▶ _WORK ITEM_
Scan the data below. Pull out each line where "green" occurs.

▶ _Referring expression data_

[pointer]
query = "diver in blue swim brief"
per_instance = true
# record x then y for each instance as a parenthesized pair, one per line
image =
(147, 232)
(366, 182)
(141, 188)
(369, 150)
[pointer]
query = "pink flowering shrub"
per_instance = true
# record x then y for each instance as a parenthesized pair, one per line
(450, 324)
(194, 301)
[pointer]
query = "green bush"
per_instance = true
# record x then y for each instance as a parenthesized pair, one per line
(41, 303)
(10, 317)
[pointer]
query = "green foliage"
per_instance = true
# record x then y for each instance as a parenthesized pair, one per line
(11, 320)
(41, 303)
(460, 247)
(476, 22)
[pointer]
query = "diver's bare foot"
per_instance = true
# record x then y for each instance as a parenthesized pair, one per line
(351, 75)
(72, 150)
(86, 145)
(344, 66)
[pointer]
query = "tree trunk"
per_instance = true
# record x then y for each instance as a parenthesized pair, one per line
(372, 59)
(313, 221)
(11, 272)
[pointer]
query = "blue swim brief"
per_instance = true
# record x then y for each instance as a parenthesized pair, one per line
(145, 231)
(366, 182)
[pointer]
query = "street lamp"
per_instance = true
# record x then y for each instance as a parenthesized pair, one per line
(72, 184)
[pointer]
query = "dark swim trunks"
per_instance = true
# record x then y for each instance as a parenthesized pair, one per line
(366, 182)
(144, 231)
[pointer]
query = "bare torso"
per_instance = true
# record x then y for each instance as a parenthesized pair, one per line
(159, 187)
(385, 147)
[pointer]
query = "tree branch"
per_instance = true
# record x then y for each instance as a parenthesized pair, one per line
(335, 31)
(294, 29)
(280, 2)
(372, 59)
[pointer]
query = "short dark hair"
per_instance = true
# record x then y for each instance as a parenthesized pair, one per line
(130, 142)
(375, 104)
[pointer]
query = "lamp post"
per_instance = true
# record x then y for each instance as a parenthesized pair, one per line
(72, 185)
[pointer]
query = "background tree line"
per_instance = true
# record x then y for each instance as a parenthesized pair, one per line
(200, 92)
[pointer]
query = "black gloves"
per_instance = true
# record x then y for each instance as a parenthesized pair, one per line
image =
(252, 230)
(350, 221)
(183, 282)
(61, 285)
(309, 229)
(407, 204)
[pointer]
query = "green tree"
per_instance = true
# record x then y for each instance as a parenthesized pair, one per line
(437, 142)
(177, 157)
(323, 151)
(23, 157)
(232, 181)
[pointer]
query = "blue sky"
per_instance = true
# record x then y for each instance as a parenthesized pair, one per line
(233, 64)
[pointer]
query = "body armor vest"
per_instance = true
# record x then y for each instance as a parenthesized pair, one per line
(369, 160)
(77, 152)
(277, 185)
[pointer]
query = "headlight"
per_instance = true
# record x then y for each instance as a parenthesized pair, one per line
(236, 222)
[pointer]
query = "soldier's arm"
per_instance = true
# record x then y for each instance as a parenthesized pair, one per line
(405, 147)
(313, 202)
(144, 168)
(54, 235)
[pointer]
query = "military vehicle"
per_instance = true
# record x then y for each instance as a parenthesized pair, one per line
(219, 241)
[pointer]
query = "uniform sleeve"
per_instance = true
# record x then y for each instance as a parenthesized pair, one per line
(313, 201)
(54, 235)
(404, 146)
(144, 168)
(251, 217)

▶ _EXERCISE RESULT_
query = "green bush"
query = "green foliage"
query = "green tree"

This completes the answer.